## BEGIN SOURCE TEXT

He Liwen has devoted more than two decades to the protection of flora and fauna at a nature reserve in Northwest China, where many pandas live.
On June 9, He Liwen was pleased to receive an unusual delivery. Some people who had found two small bears that somehow got separated from their mother, after buying them some milk, brought them to the administration office of the nearby Baishuijiang Nature Reserve in Northwest China's Gansu province.
"It means people's awareness to protect wild animals has improved," says He, director of the giant panda management office at the reserve.
Having worked as a protector of wild animals, especially pandas, for 24 years, He has devoted himself to the cause and witnessed the changes in wild animal protection and that of the reserve's ecological environment.
The most recent national wild panda survey, which was published in 2015, shows there are 1,864 wild pandas nationwide, which are distributed throughout Sichuan, Shaanxi and Gansu provinces－110 of which live in the Baishuijiang reserve.
According to He, although the International Union for Conservation of Nature reported that the giant panda population had improved enough for the endangered species label to be downgraded to "vulnerable" in 2016, giant pandas are still threatened as their habitat is very fragmented.
"Because of natural reasons and human activities, like building roads and developing scenic spots, wild pandas are divided into small populations, which adversely influences their reproduction."

## END SOURCE TEXT

**EXERCISE SET**:
1. Translate this sentence from the article on panda protection into Spanish: "It means people's awareness to protect wild animals has improved," says He, director of the giant panda management office at the reserve.
2. According to the 2015 survey cited in the article on panda protection, how many wild pandas live in the Baishuijiang reserve?
3. Carry on the article on panda protection, picking up after its final sentence.

## BEGIN DATASET RECORDS

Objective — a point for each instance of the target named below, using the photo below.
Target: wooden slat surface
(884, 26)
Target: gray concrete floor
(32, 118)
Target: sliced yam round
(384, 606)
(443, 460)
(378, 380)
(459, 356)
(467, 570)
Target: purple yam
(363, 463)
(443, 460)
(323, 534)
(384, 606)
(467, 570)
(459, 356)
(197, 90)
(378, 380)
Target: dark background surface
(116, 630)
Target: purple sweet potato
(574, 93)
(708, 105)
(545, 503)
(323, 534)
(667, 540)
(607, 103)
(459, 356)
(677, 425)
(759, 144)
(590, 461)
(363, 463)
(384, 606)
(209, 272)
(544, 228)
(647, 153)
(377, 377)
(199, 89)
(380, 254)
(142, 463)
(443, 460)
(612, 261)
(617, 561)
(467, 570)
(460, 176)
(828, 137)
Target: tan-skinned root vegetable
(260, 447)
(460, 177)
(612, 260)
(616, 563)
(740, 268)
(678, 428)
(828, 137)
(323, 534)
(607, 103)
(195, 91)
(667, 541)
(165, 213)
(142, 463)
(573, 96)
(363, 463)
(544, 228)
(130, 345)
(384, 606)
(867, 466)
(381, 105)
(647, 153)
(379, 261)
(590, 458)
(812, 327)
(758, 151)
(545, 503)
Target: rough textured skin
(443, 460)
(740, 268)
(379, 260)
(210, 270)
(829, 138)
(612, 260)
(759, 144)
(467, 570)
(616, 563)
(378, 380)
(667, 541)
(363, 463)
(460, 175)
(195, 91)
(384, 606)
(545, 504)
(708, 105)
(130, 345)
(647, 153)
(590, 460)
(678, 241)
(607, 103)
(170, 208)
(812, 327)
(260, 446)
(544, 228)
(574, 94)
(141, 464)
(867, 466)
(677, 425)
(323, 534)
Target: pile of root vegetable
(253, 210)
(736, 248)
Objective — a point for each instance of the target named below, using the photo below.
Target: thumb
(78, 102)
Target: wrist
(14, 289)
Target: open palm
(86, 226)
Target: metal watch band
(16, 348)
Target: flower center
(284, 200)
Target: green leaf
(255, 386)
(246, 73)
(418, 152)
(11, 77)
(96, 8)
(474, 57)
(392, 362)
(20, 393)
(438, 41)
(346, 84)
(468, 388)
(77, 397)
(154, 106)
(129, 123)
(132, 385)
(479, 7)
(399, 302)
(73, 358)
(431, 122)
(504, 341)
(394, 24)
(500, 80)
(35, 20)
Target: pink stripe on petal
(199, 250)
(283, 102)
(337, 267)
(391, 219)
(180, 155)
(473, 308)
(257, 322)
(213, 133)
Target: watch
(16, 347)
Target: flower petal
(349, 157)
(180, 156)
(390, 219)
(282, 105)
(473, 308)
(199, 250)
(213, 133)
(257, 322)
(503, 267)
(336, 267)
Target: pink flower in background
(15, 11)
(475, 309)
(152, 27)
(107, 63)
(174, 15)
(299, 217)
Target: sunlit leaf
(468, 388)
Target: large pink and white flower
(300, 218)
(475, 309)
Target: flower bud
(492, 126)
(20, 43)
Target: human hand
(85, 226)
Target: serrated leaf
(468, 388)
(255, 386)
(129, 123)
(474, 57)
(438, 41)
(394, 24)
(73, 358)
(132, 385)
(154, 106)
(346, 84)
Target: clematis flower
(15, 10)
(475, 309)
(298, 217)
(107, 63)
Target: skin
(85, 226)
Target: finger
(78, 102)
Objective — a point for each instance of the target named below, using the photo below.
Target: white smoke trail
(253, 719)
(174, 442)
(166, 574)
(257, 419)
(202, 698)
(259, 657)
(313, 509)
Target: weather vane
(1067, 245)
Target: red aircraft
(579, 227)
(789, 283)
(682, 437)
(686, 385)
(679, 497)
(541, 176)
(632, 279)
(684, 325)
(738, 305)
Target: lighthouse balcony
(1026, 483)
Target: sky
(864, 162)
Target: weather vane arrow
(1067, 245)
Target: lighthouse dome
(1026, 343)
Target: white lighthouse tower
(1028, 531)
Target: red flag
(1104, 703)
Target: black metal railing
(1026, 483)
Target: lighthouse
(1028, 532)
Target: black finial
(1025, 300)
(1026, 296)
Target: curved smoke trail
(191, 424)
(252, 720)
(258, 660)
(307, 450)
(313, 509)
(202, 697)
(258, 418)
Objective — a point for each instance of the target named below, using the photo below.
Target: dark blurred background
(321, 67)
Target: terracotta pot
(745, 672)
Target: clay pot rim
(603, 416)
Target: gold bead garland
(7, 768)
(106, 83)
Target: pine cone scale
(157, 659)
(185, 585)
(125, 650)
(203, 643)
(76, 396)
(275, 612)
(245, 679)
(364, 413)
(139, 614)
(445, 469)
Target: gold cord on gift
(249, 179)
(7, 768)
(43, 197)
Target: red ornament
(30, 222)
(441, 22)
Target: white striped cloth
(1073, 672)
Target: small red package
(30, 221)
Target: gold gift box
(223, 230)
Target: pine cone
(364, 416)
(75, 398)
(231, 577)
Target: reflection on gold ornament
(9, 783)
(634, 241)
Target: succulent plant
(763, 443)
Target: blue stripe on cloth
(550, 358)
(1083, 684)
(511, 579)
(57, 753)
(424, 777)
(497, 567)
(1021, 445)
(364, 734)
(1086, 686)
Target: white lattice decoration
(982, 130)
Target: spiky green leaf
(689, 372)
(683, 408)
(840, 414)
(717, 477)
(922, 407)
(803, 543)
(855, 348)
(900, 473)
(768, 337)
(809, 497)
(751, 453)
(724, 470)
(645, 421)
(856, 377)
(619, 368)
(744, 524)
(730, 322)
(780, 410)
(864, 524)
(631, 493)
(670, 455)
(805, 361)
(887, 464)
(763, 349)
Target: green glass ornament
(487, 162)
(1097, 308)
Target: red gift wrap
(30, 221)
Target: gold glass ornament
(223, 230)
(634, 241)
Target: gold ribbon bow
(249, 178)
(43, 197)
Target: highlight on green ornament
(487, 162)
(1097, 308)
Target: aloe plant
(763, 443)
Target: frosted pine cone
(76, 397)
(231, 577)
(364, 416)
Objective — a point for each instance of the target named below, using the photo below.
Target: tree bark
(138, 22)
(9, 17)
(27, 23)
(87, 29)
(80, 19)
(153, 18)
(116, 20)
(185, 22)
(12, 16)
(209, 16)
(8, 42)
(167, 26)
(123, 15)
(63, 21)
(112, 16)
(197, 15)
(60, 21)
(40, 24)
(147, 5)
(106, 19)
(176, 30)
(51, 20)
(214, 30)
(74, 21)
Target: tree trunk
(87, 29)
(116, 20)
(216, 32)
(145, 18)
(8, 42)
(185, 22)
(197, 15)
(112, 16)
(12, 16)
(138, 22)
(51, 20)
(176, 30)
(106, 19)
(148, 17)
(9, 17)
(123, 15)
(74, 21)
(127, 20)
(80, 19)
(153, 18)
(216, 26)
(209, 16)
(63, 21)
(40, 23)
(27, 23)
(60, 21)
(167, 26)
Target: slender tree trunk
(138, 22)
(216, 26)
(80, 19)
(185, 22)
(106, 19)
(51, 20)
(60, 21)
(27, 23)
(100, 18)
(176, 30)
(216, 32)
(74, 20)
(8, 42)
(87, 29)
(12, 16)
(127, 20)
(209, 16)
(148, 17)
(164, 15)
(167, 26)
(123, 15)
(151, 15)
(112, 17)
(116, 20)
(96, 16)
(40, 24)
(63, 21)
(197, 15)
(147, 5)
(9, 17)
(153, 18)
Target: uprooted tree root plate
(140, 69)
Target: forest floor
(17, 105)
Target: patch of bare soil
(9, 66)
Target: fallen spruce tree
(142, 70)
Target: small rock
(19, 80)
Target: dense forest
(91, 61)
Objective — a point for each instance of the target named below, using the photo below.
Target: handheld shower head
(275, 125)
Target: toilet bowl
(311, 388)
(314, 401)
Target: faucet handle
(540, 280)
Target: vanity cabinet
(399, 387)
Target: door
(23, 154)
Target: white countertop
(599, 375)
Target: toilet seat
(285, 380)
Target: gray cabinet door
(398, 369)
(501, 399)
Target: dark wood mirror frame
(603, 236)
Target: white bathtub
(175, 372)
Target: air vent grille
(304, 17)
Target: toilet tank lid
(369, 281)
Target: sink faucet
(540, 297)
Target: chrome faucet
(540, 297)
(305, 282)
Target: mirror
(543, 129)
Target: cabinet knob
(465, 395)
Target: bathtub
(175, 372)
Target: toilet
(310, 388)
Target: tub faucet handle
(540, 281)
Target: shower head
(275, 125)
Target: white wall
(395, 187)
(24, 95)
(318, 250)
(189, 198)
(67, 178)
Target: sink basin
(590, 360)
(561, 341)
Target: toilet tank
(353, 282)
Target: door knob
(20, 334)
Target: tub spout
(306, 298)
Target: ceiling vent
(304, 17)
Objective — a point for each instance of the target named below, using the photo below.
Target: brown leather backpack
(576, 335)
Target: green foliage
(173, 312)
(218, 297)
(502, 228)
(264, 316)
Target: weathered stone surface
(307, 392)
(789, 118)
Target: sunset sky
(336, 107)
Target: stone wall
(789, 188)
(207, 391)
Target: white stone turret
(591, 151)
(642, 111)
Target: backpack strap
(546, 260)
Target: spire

## END DATASET RECORDS

**ANSWERS TO THE EXERCISES**:
1. "Significa que la conciencia de la gente sobre la protección de los animales salvajes ha mejorado", dice He, director de la oficina de gestión del panda gigante en la reserva.

2. 110

3.
As a result, pandas are still in need of protection. He points out that means more than just safeguarding the pandas, but also their habitat and all of its other flora and fauna.
"The panda is an umbrella species. Protecting it can indirectly protect many other species, like the golden monkey that make up the ecological community of its habitat."
He Liwen embarked on his conservation journey when he was assigned to work at the reserve after graduating as a forestry major in 1996. The giant panda management office where he works is responsible for patrolling the reserve, monitoring the status of the wild animals, saving injured creatures and promoting awareness of the importance of animal protection.
"We patrol once a month, to check for, and deter, poaching in the reserve. We also check the activity and distribution of the animals, based on images caught by infrared cameras we have set throughout the reserve, as well as collecting hair and feces for analysis."
Five people from He's office, and about 70 people from six protection stations and a panda domestication and reproduction center at the reserve take turns to work in the wild. They often go into the forest in groups of three to five people, and stay for periods between several days to two weeks.
He Liwen and his colleagues have encountered many challenges while out in the wild, either because of the difficult mountain terrain, changeable weather or both. He still remembers once, when engaged in a survey, the group had hiked to an altitude of 3,700 meters with a plan to return the following morning. However, 10 minutes into their descent, they met heavy fog and were forced to wait it out since they could not see where they were going. When the fog lifted and the group were able to resume, it rained heavily. Between 7:30 am and 7 pm, the group descended to a height of 1,800 meters but the rain never stopped.
The group was soaked through, and were quivering with the cold, but they struggled to light a fire because of the persistent downpour. Finally, five of the team held aloft a piece of canvas like a tent to offer some protection from the rain and lit a fire underneath.
"As we had walked, eaten and even slept in the rain, all of us were soaked. The rain didn't stop until 4 am the next day. It was really a tough experience," he said.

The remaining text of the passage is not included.